TEKS YANG DIBERIKAN >>
Mahkamah Konstitusi diharapkan membatasi ruang lingkup pemeriksaan gugatan perselisihan hasil pemungutan dan pengitungan suara ulang pemilihan kepala daerah tahun 2020. Tak hanya mempercepat proses persidangan, masyarakat pun akan semakin cepat mendapatkan kepala daerah-wakil kepala daerah definitif.
Berdasarkan situs resmi Mahkamah Konstitusi (MK), hingga Minggu (2/5/2021) terdapat enam pasangan calon kepala daerah yang kembali menggugat hasil pemilihan kepala daerah (pilkada). Gugatan itu dilakukan terhadap hasil pilkada pascapelaksanaan pemungutan suara ulang (PSU) dan penghitungan suara ulang.
Gugatan, antara lain, didaftarkan oleh enam pasang kontestan yang mengikuti pilkada di Labuhanbatu, Labuhanbatu Selatan, Mandailing Natal, Rokan Hulu (dua gugatan), serta satu daerah yang melaksanakan penghitungan suara ulang, yaitu Sekadau. Diperkirakan, gugatan sengketa hasil pilkada masih terus bertambah karena masih ada enam daerah yang belum menjalankan perintah MK untuk melakukan pemungutan dan penghitungan suara ulang.
Peneliti Konstitusi dan Demokrasi (Kode) Inisiatif, Ihsan Maulana, mengatakan, dari enam gugatan tersebut, tiga gugatan didaftarkan oleh pemohon yang sama dengan sengketa peselisihan hasil pilkada sebelumnya, dua gugatan didaftarkan oleh pihak terkait, serta satu gugatan didaftarkan oleh pemohon yang sebelumnya tidak mengajukan gugatan.
Dari enam gugatan itu, pemohon melaporkan ada pelanggaran terstruktur, masif, dan sistematis; ada mobilisasi massa; pelanggaran kampanye; dan dugaan keterlibatan penyelenggara pemilu. ”Bahkan, di Sekadau, kepala daerah terpilih telah dilantik meskipun hasilnya masih digugat ke MK,” kata Ihsan saat webinar bertajuk ”Peluang dan Tantangan Gugatan Sengketa Pilkada Jilid II Pasca-PSU”, Minggu (2/5/2021).
Selain Ihsan, hadir sebagai pembicara Ketua KoDe Inisiatif Veri Junaidi; anggota Komisi Pemilihan Umum (KPU), I Dewa Kade Wiarsa Raka Sandi; dan anggota Badan Pengawas Pemilu (Bawaslu), Fritz Edward Siregar.
Veri menjelaskan, amar putuan MK pada perselisihan hasil Pilkada 2020 tidak memerintahkan KPU untuk melaporkan hasil PSU kepada MK. Hal ini berimplikasi pada keputusan KPU pascapelaksanaan PSU bisa kembali digugat karena putusan final tetap berada di tangan MK.

DAFTAR TUGAS >>
1. Berdasarkan teks tentang sengketa hasil pilkada, jelaskan dalam satu sampai tiga kalimat mengapa keputusan KPU setelah PSU dapat digugat lagi.
2. Lanjutkan teks tentang sengketa hasil pilkada mulai dari kalimat terakhirnya.

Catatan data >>
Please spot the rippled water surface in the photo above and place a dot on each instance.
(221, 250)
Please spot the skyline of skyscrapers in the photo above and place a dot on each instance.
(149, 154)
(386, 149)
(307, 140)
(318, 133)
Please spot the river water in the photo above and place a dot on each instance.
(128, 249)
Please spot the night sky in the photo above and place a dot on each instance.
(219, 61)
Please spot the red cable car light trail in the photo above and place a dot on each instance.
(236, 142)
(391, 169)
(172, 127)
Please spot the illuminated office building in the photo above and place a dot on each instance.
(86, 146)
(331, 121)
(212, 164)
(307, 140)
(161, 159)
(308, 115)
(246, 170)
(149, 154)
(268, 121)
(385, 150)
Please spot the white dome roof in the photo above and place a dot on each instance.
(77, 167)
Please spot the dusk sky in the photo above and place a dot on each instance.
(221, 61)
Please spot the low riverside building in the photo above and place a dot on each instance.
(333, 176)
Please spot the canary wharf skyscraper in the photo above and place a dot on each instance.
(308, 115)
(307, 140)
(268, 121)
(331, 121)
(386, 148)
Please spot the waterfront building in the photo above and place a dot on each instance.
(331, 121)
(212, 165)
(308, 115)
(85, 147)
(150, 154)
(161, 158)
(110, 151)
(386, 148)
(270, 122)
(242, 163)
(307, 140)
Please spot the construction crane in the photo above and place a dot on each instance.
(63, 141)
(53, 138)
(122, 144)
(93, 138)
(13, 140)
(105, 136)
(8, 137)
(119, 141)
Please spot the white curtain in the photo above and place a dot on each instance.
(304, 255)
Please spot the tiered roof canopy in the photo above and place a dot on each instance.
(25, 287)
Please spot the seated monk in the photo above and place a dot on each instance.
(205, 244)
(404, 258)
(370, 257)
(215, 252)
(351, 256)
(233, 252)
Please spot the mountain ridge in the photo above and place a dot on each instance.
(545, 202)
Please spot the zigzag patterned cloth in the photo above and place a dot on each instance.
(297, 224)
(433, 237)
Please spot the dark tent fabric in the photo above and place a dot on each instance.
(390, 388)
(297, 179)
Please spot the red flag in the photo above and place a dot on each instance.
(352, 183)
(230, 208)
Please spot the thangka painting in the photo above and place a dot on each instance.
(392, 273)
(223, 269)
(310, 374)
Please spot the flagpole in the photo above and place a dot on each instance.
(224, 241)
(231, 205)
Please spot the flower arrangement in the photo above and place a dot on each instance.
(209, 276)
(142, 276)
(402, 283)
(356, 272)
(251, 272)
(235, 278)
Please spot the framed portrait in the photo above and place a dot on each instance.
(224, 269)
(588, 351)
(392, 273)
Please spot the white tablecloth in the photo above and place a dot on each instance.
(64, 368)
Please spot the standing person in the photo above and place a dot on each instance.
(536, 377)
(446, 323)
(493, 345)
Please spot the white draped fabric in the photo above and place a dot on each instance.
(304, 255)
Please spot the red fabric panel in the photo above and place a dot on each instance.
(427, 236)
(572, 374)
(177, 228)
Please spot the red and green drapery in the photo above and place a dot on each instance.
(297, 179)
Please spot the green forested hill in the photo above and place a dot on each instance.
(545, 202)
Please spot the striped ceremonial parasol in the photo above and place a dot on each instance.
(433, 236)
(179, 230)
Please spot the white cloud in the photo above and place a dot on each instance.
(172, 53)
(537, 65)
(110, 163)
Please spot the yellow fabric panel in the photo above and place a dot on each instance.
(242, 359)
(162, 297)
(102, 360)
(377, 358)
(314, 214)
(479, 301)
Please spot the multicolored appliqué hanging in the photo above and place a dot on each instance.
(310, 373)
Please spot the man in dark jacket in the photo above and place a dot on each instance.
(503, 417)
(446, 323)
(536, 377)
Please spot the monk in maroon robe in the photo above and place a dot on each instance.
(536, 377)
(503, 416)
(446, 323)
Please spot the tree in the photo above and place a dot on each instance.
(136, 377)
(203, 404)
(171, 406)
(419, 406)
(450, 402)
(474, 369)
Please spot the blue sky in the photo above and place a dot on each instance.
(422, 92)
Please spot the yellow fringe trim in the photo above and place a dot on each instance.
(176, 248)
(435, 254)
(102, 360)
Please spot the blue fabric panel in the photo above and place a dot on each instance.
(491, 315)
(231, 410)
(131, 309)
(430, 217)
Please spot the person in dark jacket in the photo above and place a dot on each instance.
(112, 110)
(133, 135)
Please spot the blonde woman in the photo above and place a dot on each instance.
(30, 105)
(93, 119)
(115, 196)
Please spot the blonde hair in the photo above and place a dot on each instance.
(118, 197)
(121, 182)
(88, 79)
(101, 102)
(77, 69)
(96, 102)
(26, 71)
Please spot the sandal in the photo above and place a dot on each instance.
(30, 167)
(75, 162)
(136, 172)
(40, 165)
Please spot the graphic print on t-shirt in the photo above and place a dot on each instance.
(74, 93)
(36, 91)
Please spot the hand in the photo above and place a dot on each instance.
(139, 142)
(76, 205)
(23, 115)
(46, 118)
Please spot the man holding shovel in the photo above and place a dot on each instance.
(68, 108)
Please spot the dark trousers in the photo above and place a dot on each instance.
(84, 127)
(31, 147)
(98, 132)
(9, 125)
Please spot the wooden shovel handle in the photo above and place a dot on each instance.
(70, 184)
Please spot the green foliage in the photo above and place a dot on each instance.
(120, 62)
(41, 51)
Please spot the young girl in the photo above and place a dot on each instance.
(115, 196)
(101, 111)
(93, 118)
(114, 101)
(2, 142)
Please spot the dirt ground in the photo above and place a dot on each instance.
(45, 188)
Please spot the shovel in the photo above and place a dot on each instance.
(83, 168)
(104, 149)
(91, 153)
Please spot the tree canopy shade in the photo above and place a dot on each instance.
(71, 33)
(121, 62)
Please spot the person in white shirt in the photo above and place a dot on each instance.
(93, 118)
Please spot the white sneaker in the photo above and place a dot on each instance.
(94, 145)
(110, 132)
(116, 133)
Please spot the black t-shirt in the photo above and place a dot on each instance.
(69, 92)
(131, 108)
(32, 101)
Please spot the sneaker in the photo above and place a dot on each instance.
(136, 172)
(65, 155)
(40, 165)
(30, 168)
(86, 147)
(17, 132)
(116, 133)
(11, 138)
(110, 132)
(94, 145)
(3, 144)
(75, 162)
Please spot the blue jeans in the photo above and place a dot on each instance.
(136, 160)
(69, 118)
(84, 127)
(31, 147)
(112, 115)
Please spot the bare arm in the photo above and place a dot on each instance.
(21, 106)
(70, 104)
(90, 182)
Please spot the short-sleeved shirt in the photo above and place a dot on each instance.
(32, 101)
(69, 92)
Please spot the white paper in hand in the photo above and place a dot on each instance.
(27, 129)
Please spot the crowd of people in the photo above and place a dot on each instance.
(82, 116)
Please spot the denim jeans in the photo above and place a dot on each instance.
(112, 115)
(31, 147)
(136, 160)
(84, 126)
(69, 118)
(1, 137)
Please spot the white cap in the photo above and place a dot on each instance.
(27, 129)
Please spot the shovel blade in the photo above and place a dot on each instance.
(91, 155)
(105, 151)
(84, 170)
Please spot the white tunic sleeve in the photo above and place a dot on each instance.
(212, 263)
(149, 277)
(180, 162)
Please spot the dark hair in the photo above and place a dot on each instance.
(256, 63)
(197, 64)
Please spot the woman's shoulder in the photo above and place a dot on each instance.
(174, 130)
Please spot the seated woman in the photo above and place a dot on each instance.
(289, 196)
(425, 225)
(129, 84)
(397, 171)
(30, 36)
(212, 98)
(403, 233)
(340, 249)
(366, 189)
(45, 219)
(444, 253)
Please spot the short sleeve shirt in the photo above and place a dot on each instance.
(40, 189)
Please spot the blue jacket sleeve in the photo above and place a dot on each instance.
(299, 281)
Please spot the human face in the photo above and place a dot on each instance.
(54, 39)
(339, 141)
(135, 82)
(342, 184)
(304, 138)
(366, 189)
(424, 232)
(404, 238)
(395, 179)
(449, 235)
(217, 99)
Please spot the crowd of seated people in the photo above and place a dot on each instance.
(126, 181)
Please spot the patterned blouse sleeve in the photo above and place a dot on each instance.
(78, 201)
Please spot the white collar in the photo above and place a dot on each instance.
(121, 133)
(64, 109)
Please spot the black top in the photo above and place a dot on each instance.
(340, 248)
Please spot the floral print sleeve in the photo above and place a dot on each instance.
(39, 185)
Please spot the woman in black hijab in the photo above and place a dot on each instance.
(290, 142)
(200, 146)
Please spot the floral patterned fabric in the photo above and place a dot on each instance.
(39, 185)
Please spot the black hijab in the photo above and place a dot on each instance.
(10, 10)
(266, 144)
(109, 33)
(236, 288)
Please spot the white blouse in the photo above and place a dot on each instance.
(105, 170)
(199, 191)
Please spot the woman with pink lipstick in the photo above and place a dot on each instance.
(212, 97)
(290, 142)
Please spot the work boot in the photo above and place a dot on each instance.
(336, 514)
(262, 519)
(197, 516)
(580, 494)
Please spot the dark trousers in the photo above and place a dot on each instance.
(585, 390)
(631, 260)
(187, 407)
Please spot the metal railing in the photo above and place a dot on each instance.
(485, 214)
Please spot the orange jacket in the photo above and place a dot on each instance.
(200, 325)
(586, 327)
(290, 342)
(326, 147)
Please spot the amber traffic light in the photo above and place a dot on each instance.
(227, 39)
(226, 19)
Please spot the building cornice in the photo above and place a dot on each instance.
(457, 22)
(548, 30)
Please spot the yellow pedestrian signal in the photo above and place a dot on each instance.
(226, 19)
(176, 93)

JAWABAN TUGAS >>
1. Amar putusan MK pada perselisihan hasil Pilkada 2020 tidak memerintahkan KPU untuk melaporkan hasil PSU kepada MK. Karena itu, keputusan KPU setelah PSU dapat digugat kembali, sebab putusan final tetap berada di tangan MK.

2.
Oleh karena itu, MK diharapkan membatasi ruang lingkup pemeriksaan perkara sengketa hasil pilkada. Menurut Veri, MK cukup memeriksa hal-hal yang terjadi selama PSU di tempat pemungutan suara (TPS) yang melaksanakan pemungutan dan penhitungan ulang. Bukti yang diperiksa pun seharusnya hanyalah bukti-bukti baru yang ditemukan saat pelaksanaan PSU.
Pengalaman persidangan perkara perselisihan hasil pilkada di Intan Jaya tahun 2017 diharapkan tidak terulang lagi. Saat itu, MK memeriksa kejadian di luar TPS-TPS yang melaksanakan PSU. Meskipun pada akhirnya tidak ada PSU ulang, hal itu dinilai bisa membuat ketidakpastian hukum pada proses pilkada.
”Jika MK kembali memeriksa semua proses pilkada, tidak hanya di tahap PSU, seperti pemeriksaan gugatan di Intan Jaya tahun 2017, maka prosesnya bisa sangat lama dan berlarut-larut. Masyarakat tidak kunjung mendapatkan kepala daerah terpilih hasil pilkada,” kata Veri.
Terhadap gugatan di Sekadau, hasil dari putusan MK nantinya akan berpengaruh terhadap hasil pemilu beserta administrasi yang mengikutinya. Dalam hal ini, kepala daerah yang telah dilantik bisa dibatalkan apabila MK menilai putusan KPU yang menjadi dasar pelantikan dibatalkan oleh MK.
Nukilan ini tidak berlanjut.